CHALLENGE A
Identify every line of the listing below that contains the word "silver".
— Start of SELECTED TEXT —
By Robb Report Singapore 9 September, 2024

In Best of the Best, we honour the brands and people behind the most covetable products. This year, the Bovet Récital 28 Prowess 1 is bestowed with the prestigious title of “Watch of the Year”

When watchmaker Louis Cottier invented the world-timer complication in 1931, he created a mechanical wonder that allowed a new era of travellers being able to read time everywhere on the planet simultaneously. But until 2024, watchmakers couldn’t figure out how to display differences in daylight saving time (DST). After all, some countries spring forward weeks earlier than others.

This year, Bovet introduced a solution. The Récital 28 Prowess 1 accounts for variations in American Summer Time (AST), European and American Summer Time (EAS) and European Winter Time (EWT) and displays the 24 global time zones in Coordinated Universal Time (UTC). It cracks the DST problem by applying the cities and time zones to 24 rollers that have four positions (UTC, AST, EAS and EWT) read on an additional roller to the left of the world-time indication. To change from one mode to another, you simply press the pusher in the crown.

Not satisfied with the complexity of a world’s first, Bovet went a step further and threw in a perpetual calendar as well as a flying tourbillon composed of 62 separate parts weighing just 0.35g. Packed into the 46.3mm case is a new movement that achieves a 10-day power reserve. Almost a century after its invention, the world timer can finally solve a portion of international scheduling issues—just in time for discussions about abandoning DST altogether. But if you consider horology an art form, this is certainly a museum-worthy piece.
— End of SELECTED TEXT —
CHALLENGE B
List each abbreviation that the watch article above introduces in parentheses, along with the full term it stands for.
— Start of EXTRACTED RECORDS —
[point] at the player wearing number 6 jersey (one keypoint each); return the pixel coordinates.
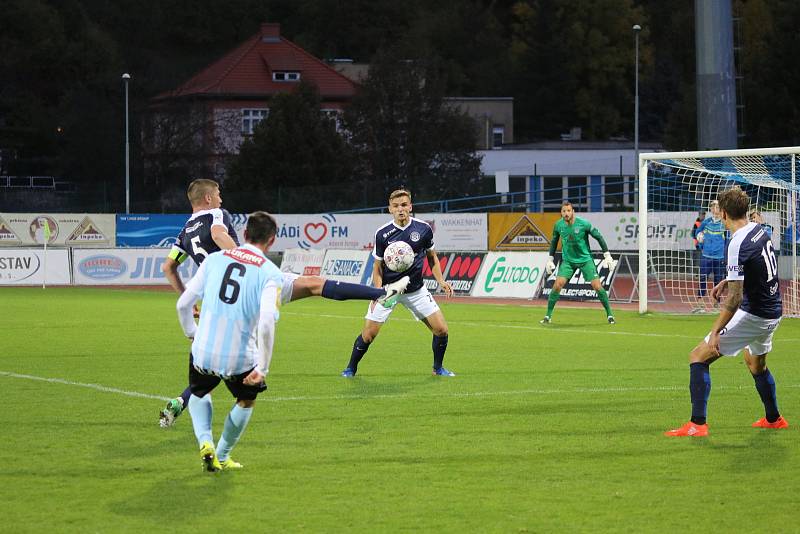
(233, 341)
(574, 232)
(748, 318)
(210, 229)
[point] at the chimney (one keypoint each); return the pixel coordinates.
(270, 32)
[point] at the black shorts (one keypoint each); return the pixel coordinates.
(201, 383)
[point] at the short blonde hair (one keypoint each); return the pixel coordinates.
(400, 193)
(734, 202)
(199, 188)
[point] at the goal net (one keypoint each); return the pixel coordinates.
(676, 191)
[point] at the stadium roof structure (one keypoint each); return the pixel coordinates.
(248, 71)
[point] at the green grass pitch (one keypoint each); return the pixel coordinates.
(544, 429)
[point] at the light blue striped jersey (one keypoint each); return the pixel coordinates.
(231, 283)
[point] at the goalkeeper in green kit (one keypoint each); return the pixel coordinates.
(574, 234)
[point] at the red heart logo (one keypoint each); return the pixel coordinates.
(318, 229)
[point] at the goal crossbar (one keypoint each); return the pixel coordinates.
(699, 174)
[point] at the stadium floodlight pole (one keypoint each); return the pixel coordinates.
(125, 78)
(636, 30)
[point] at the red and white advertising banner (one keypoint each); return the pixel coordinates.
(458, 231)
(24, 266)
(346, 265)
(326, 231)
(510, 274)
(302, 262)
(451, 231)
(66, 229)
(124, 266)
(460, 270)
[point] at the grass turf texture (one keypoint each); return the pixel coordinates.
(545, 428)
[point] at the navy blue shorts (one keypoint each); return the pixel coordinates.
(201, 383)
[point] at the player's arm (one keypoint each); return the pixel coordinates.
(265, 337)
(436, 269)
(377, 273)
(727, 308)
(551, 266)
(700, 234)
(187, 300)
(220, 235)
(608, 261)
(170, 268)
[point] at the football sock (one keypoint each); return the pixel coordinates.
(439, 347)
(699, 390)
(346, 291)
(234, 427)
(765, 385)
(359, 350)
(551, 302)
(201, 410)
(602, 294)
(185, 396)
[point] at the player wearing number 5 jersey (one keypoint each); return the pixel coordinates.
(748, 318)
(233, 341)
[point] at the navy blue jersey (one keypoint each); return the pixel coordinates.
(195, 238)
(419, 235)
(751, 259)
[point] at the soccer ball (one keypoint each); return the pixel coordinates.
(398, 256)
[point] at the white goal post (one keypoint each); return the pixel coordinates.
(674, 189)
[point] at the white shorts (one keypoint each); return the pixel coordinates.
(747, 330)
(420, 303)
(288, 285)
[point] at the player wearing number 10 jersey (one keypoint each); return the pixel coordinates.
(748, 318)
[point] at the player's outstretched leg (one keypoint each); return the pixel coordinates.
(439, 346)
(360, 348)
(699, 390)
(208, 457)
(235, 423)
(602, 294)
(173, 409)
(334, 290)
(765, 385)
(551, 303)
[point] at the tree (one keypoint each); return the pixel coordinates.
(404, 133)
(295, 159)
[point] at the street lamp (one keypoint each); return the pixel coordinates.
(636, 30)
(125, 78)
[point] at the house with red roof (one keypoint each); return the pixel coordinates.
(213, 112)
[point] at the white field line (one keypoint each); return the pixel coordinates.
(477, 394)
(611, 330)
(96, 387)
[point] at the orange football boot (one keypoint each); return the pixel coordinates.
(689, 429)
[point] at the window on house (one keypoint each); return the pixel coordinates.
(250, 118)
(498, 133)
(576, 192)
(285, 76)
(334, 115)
— End of EXTRACTED RECORDS —
— Start of EXTRACTED RECORDS —
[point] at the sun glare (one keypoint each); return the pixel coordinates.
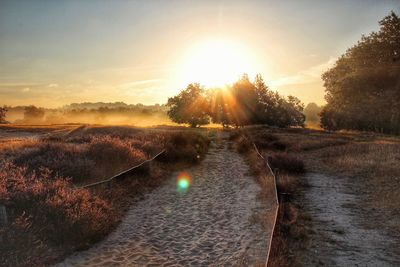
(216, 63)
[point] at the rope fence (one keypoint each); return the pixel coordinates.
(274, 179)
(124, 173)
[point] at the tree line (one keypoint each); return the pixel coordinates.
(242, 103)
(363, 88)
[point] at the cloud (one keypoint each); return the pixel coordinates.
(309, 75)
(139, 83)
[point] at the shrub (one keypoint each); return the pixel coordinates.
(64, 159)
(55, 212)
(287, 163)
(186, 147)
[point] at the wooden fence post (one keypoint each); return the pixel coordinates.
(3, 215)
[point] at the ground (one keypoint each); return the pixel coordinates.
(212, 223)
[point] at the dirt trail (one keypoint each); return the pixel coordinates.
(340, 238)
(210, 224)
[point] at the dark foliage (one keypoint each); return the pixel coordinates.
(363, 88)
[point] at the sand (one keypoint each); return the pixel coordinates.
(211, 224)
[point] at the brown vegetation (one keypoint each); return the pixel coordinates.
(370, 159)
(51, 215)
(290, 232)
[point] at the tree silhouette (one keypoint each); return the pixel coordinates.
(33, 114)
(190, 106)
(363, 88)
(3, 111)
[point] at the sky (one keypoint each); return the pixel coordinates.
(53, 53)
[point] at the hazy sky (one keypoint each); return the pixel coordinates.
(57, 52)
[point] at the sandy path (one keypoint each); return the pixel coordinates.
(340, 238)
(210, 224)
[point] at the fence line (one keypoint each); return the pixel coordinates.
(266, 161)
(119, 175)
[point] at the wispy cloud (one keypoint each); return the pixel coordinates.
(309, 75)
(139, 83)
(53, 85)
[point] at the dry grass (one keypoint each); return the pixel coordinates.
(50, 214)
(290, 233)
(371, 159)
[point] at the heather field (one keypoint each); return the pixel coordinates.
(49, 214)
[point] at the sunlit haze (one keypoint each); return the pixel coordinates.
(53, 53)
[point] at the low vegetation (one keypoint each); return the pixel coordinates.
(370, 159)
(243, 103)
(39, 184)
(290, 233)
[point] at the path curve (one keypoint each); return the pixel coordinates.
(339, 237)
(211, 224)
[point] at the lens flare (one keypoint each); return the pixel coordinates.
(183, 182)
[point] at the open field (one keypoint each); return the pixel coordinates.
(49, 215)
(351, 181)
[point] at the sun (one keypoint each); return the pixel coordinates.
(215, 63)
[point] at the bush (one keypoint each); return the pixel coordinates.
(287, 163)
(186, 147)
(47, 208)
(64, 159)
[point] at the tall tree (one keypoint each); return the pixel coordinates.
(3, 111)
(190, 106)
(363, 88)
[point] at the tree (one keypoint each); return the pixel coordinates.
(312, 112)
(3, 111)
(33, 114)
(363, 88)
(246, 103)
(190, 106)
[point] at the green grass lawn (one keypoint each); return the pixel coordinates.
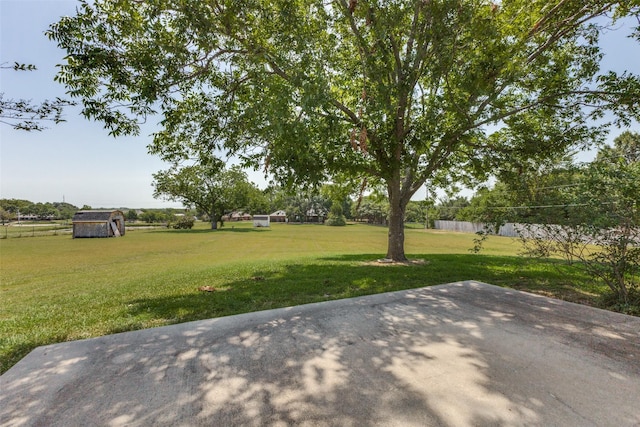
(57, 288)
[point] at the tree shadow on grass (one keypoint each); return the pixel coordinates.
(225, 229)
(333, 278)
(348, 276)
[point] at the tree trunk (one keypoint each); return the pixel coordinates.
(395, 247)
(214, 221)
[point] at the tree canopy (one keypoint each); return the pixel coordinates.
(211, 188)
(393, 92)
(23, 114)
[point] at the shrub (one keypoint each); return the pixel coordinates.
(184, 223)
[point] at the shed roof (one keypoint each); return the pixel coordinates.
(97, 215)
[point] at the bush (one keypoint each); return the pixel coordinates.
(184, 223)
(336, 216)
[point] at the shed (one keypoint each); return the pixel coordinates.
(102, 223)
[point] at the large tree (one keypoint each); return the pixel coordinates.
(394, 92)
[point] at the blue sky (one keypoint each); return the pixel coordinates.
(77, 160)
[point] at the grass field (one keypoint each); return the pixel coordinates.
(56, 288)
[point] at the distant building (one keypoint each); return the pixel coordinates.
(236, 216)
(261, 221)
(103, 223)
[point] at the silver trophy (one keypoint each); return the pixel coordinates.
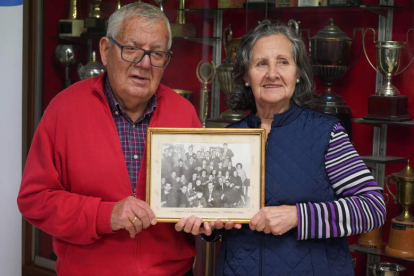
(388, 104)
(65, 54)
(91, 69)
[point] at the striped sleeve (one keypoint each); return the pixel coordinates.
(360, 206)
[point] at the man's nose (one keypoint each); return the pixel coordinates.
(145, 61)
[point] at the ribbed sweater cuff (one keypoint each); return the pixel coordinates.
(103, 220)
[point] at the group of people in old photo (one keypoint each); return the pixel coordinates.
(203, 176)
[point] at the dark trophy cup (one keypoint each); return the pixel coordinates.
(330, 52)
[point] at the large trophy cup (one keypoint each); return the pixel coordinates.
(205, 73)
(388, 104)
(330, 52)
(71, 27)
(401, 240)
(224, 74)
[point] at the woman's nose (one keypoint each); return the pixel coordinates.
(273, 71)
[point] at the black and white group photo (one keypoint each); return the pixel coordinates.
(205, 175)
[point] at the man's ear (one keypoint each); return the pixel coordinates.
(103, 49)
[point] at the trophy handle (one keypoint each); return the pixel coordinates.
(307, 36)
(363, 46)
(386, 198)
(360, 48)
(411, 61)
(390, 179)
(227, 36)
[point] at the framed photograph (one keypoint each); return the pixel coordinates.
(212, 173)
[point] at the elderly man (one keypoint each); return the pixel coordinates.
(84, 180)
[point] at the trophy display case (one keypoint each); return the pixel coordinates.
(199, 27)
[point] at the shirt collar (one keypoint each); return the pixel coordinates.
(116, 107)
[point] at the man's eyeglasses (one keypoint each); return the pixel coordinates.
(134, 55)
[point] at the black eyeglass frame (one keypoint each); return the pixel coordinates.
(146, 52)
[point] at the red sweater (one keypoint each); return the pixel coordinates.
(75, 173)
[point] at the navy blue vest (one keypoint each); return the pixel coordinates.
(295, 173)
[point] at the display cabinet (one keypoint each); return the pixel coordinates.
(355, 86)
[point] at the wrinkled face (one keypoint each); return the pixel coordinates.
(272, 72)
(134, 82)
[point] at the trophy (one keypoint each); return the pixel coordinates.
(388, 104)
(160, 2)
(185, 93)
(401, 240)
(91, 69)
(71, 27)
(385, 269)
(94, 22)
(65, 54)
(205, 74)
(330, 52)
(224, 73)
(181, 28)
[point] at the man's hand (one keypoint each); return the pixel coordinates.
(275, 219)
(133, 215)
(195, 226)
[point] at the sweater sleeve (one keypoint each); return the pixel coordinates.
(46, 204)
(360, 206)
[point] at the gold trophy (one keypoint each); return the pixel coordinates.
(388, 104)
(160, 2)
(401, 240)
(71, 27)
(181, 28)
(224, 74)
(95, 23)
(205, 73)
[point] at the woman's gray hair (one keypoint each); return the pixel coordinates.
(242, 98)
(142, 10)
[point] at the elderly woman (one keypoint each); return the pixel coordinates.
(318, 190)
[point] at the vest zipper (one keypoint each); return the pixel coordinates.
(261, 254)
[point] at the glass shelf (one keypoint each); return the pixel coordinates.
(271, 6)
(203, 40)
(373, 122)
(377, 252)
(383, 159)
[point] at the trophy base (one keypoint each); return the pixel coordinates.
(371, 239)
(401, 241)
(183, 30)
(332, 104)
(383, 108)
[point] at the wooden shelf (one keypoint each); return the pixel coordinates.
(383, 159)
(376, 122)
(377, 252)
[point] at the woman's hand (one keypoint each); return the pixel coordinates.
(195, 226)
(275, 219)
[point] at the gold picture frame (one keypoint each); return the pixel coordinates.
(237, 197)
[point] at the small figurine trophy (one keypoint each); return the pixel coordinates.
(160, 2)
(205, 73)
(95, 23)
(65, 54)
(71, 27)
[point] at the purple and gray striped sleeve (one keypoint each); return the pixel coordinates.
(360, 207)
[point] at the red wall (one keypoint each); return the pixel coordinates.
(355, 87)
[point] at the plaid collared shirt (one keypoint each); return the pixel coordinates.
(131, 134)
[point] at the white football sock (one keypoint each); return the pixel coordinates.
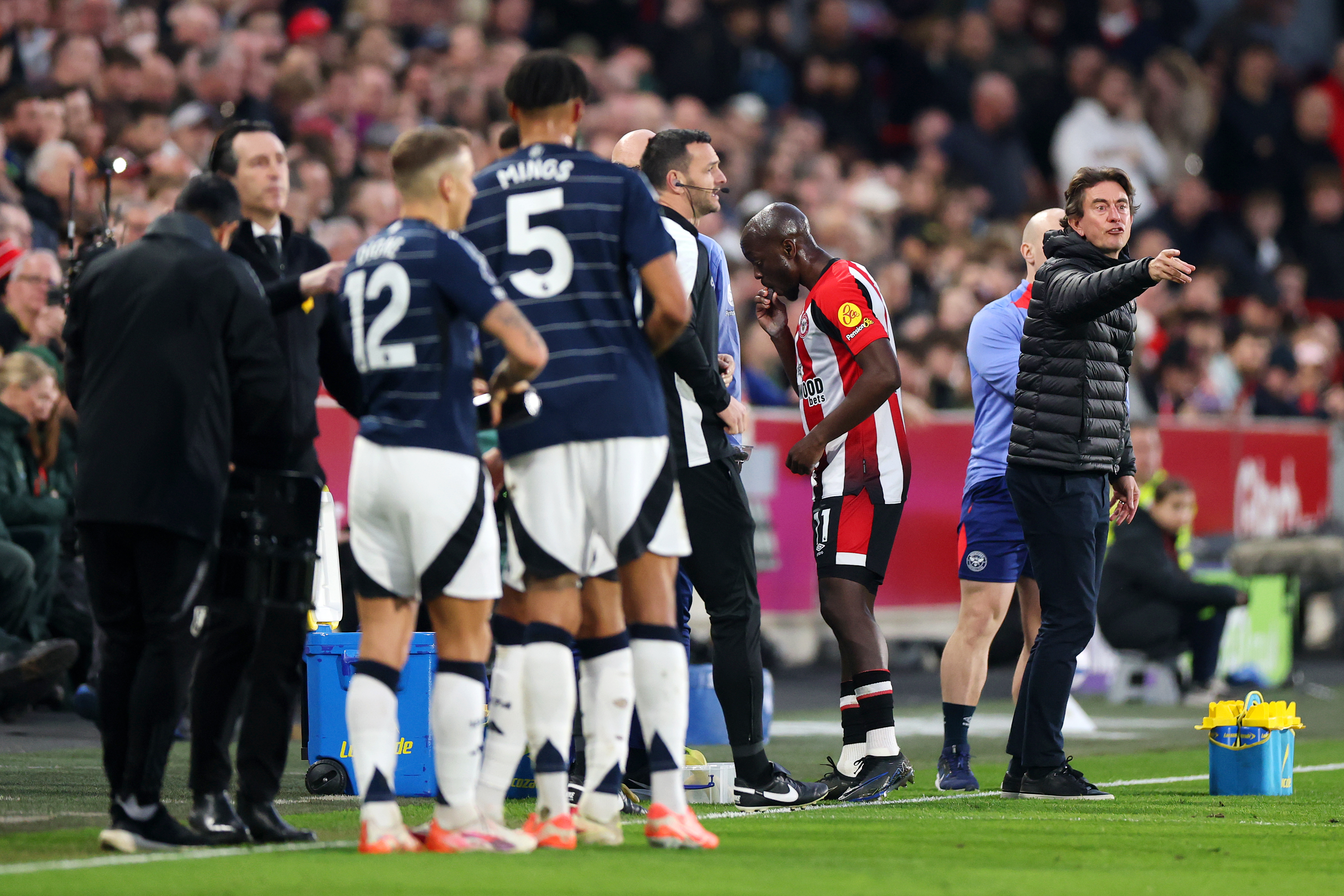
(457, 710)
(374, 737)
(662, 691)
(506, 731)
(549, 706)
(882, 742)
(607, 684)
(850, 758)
— End of EXTRACTED RECORDS —
— Start of EXTRACTED RECORDS —
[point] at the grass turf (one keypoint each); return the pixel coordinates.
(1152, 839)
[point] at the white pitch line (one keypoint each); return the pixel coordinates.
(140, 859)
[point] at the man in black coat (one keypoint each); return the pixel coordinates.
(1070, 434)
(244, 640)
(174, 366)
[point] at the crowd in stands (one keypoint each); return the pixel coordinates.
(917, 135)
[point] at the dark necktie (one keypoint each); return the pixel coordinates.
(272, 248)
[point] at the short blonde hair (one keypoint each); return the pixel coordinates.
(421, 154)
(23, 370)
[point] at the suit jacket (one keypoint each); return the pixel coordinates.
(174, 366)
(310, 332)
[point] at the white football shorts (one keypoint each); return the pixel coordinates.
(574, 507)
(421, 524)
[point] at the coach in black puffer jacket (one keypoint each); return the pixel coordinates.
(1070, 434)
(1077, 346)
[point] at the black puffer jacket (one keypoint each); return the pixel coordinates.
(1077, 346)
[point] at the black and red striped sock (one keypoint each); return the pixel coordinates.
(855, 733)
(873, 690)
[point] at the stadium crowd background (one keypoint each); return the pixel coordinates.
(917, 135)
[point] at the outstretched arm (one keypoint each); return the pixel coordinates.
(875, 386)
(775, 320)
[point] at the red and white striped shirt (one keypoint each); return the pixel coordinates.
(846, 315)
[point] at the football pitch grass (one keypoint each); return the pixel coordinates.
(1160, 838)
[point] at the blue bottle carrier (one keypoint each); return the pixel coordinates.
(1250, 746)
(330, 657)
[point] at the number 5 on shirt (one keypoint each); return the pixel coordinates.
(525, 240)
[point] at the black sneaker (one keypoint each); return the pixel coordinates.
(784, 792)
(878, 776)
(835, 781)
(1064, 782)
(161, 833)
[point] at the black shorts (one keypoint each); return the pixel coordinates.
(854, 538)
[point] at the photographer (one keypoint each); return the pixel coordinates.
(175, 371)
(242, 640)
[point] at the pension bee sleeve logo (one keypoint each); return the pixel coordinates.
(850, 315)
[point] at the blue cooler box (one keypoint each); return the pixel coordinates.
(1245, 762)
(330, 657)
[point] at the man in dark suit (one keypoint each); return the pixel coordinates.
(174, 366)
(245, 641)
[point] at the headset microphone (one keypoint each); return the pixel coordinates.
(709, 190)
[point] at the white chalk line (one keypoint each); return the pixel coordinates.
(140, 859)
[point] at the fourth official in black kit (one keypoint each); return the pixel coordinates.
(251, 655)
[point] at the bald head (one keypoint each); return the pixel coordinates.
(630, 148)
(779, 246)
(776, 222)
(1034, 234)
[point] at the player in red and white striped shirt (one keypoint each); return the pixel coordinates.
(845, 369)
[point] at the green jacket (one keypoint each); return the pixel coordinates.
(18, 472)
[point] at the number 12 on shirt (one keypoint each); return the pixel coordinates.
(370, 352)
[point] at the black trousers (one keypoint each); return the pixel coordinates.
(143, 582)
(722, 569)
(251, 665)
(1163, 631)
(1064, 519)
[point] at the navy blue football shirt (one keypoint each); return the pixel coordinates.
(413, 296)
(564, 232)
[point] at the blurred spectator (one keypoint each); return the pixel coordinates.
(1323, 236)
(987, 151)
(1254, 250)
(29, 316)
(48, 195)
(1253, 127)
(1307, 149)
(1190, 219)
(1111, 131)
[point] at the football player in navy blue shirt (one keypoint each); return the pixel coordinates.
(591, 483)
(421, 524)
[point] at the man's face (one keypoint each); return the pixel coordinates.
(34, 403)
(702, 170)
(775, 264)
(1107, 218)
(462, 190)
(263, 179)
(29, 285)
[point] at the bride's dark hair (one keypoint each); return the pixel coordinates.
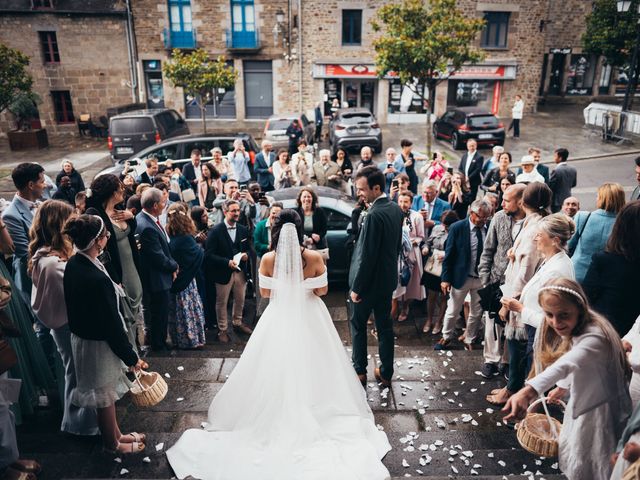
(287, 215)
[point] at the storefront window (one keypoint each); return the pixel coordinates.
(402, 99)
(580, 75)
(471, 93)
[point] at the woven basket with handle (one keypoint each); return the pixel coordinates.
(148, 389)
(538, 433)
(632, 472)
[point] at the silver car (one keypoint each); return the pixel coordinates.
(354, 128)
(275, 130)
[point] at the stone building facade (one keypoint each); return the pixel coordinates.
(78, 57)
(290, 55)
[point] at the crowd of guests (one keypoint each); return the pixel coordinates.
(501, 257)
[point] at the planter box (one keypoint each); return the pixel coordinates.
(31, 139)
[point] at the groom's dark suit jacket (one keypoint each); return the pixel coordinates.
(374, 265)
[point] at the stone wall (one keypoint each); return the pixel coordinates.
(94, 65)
— End of EXTRACTED RECORDS —
WRITTEN ANSWER A
[point] at the silver trophy (one keypoint each); return the pixel coordinates.
[point] at the silver car (one keypoint each); return the pixel coordinates.

WRITTEN ANSWER B
DST: daylight saving time
AST: American Summer Time
EAS: European and American Summer Time
EWT: European Winter Time
UTC: Coordinated Universal Time